**Exercise requirements:** The whole listing, please: repeat it exactly, with the pictures left out.

**Data section:**
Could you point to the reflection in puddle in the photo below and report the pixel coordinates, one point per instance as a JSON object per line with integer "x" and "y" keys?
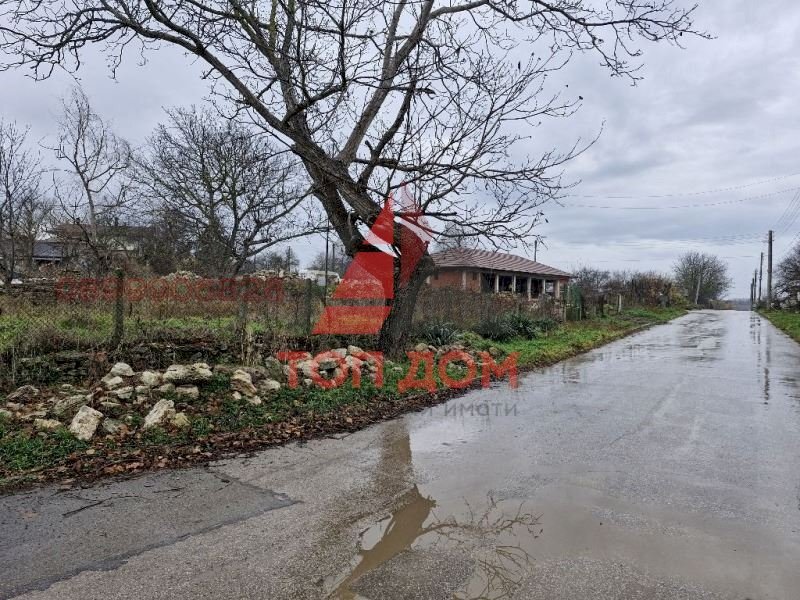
{"x": 491, "y": 537}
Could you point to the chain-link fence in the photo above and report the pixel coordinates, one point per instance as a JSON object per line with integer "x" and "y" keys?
{"x": 465, "y": 309}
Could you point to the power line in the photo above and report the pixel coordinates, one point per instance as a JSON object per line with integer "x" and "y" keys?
{"x": 685, "y": 194}
{"x": 680, "y": 206}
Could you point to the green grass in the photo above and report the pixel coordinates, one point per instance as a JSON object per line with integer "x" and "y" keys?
{"x": 217, "y": 412}
{"x": 785, "y": 320}
{"x": 22, "y": 452}
{"x": 576, "y": 337}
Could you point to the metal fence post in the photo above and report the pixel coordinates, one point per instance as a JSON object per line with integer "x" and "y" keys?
{"x": 119, "y": 309}
{"x": 307, "y": 306}
{"x": 242, "y": 317}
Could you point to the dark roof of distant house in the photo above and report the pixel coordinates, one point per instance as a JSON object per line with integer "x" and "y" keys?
{"x": 47, "y": 250}
{"x": 492, "y": 261}
{"x": 79, "y": 230}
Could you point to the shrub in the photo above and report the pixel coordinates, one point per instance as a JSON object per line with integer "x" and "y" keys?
{"x": 545, "y": 324}
{"x": 498, "y": 328}
{"x": 438, "y": 333}
{"x": 524, "y": 325}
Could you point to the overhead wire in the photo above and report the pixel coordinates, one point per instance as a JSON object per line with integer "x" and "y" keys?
{"x": 687, "y": 194}
{"x": 679, "y": 206}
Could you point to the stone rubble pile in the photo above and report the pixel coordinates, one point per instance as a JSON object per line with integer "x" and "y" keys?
{"x": 125, "y": 401}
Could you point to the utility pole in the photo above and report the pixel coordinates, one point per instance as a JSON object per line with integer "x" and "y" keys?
{"x": 769, "y": 270}
{"x": 699, "y": 282}
{"x": 327, "y": 245}
{"x": 536, "y": 243}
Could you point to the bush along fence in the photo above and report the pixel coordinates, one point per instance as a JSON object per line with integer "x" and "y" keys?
{"x": 61, "y": 326}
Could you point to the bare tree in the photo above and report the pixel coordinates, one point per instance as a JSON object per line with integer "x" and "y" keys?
{"x": 236, "y": 191}
{"x": 703, "y": 277}
{"x": 22, "y": 208}
{"x": 787, "y": 283}
{"x": 436, "y": 95}
{"x": 94, "y": 192}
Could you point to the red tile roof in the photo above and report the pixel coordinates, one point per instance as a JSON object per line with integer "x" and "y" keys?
{"x": 492, "y": 261}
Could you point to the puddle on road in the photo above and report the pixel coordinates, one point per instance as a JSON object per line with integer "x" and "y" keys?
{"x": 492, "y": 541}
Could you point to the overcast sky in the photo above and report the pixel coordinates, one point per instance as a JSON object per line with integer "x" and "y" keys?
{"x": 714, "y": 128}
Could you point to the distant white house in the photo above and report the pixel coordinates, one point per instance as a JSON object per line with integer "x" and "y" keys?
{"x": 319, "y": 276}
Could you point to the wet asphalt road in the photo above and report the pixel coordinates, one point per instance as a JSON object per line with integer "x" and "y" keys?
{"x": 665, "y": 465}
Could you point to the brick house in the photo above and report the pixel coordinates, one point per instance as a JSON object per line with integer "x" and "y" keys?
{"x": 496, "y": 272}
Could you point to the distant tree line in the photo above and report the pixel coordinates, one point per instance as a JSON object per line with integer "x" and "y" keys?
{"x": 203, "y": 193}
{"x": 787, "y": 285}
{"x": 697, "y": 279}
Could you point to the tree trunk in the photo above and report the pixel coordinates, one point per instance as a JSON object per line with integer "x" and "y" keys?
{"x": 397, "y": 326}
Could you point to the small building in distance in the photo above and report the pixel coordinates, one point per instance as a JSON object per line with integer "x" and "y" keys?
{"x": 496, "y": 272}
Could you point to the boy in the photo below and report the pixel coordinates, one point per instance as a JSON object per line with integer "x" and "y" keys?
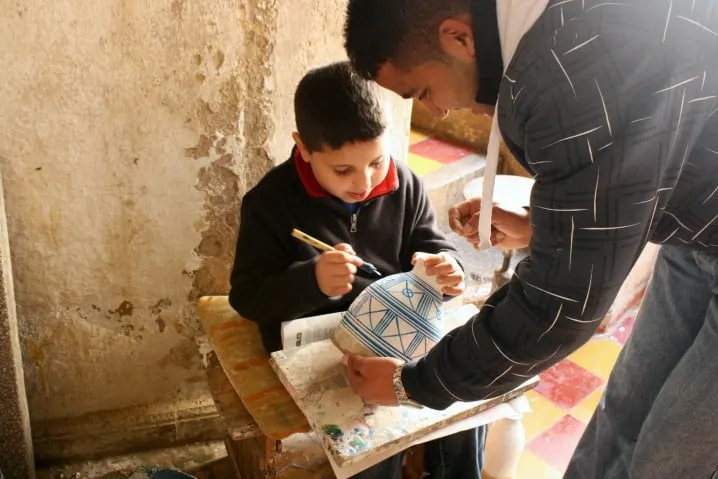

**Solution to this problem:**
Could you point to the reflection in puddle in the photo below and report the pixel coordinates, one point per instance as a JSON object per line with integer "x" and "y" keys?
{"x": 491, "y": 537}
Could you point to the chain-link fence in the photo above and report the pixel coordinates, one point per instance as a JSON object per line with integer "x" and "y" keys?
{"x": 465, "y": 309}
Could you point to the power line in the photo above and report the pixel coordinates, one point per instance as a JSON object per line with integer "x" and "y" keys?
{"x": 685, "y": 194}
{"x": 680, "y": 206}
Could you point to the green grass in the photo above and report the pixel coordinates, one point per instance as a JSON object per line with integer "x" and "y" keys?
{"x": 217, "y": 412}
{"x": 785, "y": 320}
{"x": 22, "y": 452}
{"x": 576, "y": 337}
Could you point to the metal fence post in the photo above and report the pixel coordinates, one point per instance as a JSON object per line with integer "x" and "y" keys?
{"x": 119, "y": 309}
{"x": 307, "y": 306}
{"x": 242, "y": 317}
Could you point to the dark roof of distant house in the photo above and report the pixel coordinates, one point per instance as a JSON object per line with integer "x" and "y" keys?
{"x": 47, "y": 250}
{"x": 492, "y": 261}
{"x": 79, "y": 230}
Could you point to the shrub in the photo above and report the pixel coordinates, one point per instance as a JSON object per line with integer "x" and "y" keys?
{"x": 545, "y": 324}
{"x": 498, "y": 328}
{"x": 438, "y": 333}
{"x": 524, "y": 325}
Could you point to the overhead wire in the photo above and report the pixel coordinates, one point per instance as a JSON object per line with integer "x" and "y" keys?
{"x": 687, "y": 194}
{"x": 679, "y": 206}
Could you point to the stone rubble pile in the photo above and report the pixel coordinates, one point per instance as a JSON object per line with integer "x" and "y" keys?
{"x": 125, "y": 401}
Could you point to the utility pole in the photo above and report the pixel coordinates, one point per instance as a JSON object per line with integer "x" and "y" keys?
{"x": 769, "y": 270}
{"x": 699, "y": 282}
{"x": 327, "y": 245}
{"x": 536, "y": 243}
Could you point to the bush along fence in the photo above and report the pixel coordinates, one point per instance as a JSON object per line with integer "x" and "y" keys?
{"x": 61, "y": 326}
Could you point to the bare tree in the photo above and report the pixel coordinates, one point per instance as a JSON object per line with integer "x" and "y" keys?
{"x": 236, "y": 191}
{"x": 703, "y": 277}
{"x": 22, "y": 208}
{"x": 787, "y": 283}
{"x": 436, "y": 95}
{"x": 94, "y": 192}
Could you point to the red tile roof in the photo above and report the pixel coordinates, one point per instance as a JSON object per line with integer "x" and "y" keys?
{"x": 492, "y": 261}
Could you point to the puddle on road in the photo above and report the pixel coordinates, one point per instance as a JSON object per line with integer "x" and "y" keys?
{"x": 492, "y": 541}
Could you point to the overcast sky in the photo above and report the pixel coordinates, one point per instance as a JSON object per line with integer "x" and "y" keys?
{"x": 714, "y": 128}
Could you point to the distant white house in the photo above and report the pixel coordinates, one point per instance as a JSON object per line with integer "x" and "y" keys?
{"x": 319, "y": 276}
Could you point to the wet asphalt road in the photo above and report the pixel coordinates, one point per instance as a JSON object per line with integer "x" and "y" keys?
{"x": 665, "y": 465}
Could you point to the brick house in the photo above and report the pixel coordinates, one point per instance as a JSON object per line with integer "x" and "y" keys?
{"x": 496, "y": 272}
Could you point to the distant tree line in the photo above and report the pixel coordinates, one point per instance as a JSON object per line with integer "x" and "y" keys?
{"x": 203, "y": 193}
{"x": 787, "y": 285}
{"x": 697, "y": 279}
Could you point to the tree trunk in the photo above and report the pixel coordinates, one point per instance as a JSON object per line with integer "x" and "y" keys?
{"x": 397, "y": 326}
Could you point to the small building in distance in the photo above and report the pixel coordinates, one point per instance as a JSON object per line with integer "x" and "y" keys?
{"x": 496, "y": 272}
Could you point to the boy in the photo below and report the pixel coordinates, one point per instance as a JSON object per line with integer "x" and "y" keys?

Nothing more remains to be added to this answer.